▸ **Exercise instructions**: Retype every entry below without pictures.

════

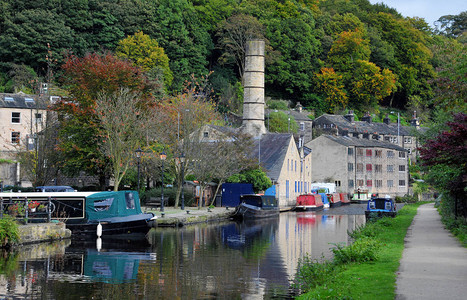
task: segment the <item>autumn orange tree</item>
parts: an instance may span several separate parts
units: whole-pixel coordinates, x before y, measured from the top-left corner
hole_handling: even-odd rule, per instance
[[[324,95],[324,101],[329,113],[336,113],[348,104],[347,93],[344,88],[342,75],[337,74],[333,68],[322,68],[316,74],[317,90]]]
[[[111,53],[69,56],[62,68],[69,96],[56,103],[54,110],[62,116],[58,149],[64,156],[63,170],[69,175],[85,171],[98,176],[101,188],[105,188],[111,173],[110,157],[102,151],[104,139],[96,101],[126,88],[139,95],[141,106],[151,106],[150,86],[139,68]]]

════

▸ **Result**:
task: segment the <item>autumn orange tree</item>
parts: an instance may span several separate parts
units: whole-pixel coordinates, x before y, measured from the top-left corner
hole_handling: even-odd rule, per instance
[[[324,95],[324,101],[329,113],[336,113],[348,104],[347,93],[344,88],[342,75],[337,74],[333,68],[322,68],[316,74],[317,90]]]
[[[111,53],[69,56],[62,68],[69,96],[56,103],[54,110],[62,116],[58,149],[64,156],[63,170],[69,175],[85,171],[98,176],[101,188],[105,188],[111,173],[110,157],[102,151],[104,139],[96,101],[126,88],[139,95],[141,106],[151,106],[150,86],[139,68]]]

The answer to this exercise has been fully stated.